*WHAT THE TASK ASKS*. Return every line of the data that contains the string "speaker", matching case exactly.
## start
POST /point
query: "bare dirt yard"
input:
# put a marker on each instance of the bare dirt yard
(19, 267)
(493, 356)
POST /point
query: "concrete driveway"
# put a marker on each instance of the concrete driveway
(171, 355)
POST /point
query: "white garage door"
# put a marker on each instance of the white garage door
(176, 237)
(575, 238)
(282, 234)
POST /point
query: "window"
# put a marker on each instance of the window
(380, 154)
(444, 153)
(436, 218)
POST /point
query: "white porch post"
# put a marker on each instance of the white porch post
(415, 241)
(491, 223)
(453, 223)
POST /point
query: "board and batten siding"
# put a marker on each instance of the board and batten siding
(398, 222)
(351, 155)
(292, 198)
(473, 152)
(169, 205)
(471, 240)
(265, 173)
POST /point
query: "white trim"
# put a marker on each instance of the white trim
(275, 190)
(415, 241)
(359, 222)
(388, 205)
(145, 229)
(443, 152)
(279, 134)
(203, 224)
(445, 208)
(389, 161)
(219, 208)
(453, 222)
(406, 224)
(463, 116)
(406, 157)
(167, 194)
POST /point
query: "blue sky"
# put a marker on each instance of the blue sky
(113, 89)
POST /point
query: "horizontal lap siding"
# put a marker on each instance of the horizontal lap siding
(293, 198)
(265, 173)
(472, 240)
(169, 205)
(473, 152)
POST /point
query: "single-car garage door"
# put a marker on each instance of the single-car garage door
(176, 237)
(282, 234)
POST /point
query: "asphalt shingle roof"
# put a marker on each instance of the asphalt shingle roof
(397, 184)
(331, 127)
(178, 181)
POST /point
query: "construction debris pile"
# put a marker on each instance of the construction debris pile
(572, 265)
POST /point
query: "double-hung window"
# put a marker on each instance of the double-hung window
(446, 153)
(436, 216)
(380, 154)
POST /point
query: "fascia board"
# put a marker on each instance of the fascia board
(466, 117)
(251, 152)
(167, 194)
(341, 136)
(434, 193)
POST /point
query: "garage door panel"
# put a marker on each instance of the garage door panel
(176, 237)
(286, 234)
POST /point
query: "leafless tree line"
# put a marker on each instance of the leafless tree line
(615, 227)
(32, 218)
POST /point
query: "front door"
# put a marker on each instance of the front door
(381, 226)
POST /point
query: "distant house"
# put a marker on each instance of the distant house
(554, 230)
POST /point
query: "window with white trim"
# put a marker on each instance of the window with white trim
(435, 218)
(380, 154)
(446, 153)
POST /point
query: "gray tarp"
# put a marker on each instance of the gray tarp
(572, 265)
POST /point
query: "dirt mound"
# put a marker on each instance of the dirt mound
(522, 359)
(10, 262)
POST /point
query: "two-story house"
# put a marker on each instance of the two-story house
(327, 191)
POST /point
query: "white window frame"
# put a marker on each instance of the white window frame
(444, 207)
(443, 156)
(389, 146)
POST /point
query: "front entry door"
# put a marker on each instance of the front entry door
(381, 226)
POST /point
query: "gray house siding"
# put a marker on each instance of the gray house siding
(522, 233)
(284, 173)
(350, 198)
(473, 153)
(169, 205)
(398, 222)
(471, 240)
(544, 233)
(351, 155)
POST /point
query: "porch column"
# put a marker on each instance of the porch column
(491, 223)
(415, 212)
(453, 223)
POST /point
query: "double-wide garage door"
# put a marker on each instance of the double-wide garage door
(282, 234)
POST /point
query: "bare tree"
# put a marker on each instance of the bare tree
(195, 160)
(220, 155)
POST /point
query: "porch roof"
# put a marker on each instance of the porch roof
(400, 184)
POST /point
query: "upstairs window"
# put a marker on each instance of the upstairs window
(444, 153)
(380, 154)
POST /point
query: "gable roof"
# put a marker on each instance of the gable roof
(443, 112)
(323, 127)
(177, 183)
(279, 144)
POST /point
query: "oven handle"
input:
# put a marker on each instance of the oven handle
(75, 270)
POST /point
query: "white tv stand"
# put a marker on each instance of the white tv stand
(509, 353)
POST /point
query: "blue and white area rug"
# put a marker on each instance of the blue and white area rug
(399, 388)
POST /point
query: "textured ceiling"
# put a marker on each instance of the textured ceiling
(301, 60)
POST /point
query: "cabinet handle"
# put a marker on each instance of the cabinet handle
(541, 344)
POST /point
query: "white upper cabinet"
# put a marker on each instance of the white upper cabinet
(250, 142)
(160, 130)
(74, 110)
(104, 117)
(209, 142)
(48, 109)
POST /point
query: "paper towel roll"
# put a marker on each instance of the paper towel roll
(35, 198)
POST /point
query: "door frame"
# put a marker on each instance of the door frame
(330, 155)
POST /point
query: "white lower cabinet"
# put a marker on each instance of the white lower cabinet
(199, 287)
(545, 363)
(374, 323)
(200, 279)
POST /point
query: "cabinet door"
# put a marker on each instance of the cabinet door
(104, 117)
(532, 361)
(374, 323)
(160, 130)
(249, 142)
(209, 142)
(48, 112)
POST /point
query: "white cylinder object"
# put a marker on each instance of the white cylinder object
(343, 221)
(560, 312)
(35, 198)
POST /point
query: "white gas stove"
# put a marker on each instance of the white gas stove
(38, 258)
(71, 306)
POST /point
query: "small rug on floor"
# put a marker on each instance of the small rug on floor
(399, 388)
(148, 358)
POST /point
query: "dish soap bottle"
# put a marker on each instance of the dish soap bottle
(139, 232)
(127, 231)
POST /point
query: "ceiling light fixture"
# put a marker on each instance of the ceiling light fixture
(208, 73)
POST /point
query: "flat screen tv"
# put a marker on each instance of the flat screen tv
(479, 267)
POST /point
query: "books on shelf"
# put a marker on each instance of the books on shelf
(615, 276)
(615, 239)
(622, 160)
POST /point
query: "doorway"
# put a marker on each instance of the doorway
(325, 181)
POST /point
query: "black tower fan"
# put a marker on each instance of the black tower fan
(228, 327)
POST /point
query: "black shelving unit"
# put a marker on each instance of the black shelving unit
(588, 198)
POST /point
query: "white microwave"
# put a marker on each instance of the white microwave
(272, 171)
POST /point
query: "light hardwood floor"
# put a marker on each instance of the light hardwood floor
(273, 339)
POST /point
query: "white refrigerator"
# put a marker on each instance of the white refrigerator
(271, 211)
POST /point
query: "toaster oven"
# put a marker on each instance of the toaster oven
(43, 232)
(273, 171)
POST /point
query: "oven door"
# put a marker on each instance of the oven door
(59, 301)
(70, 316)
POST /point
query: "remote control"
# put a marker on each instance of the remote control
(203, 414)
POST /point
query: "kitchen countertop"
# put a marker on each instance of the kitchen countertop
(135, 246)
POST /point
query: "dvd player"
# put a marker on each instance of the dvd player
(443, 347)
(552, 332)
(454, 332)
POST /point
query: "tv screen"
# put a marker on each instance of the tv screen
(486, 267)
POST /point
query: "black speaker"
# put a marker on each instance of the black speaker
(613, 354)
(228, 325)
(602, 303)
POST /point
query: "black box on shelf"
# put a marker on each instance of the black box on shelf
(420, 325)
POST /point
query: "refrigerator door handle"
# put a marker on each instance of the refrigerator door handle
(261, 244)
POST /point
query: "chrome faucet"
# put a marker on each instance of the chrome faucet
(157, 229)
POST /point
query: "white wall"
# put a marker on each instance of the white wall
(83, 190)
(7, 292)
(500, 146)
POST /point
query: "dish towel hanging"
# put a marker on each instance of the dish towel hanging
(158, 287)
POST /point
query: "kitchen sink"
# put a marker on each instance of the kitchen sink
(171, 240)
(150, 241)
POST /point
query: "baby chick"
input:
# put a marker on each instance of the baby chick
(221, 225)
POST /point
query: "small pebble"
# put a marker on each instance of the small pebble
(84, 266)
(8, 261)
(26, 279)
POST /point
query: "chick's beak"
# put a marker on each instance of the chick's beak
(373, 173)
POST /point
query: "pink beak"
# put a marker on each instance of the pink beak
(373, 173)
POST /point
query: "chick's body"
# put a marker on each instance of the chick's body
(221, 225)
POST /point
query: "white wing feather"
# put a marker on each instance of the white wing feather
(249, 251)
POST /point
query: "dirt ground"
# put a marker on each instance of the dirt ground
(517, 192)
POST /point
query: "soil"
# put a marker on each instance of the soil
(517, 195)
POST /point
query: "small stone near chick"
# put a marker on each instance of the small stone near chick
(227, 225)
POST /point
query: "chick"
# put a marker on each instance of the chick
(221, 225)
## end
*SOLUTION TO THE PROBLEM*.
query: "black speaker"
# put a marker on each instance of the black speaker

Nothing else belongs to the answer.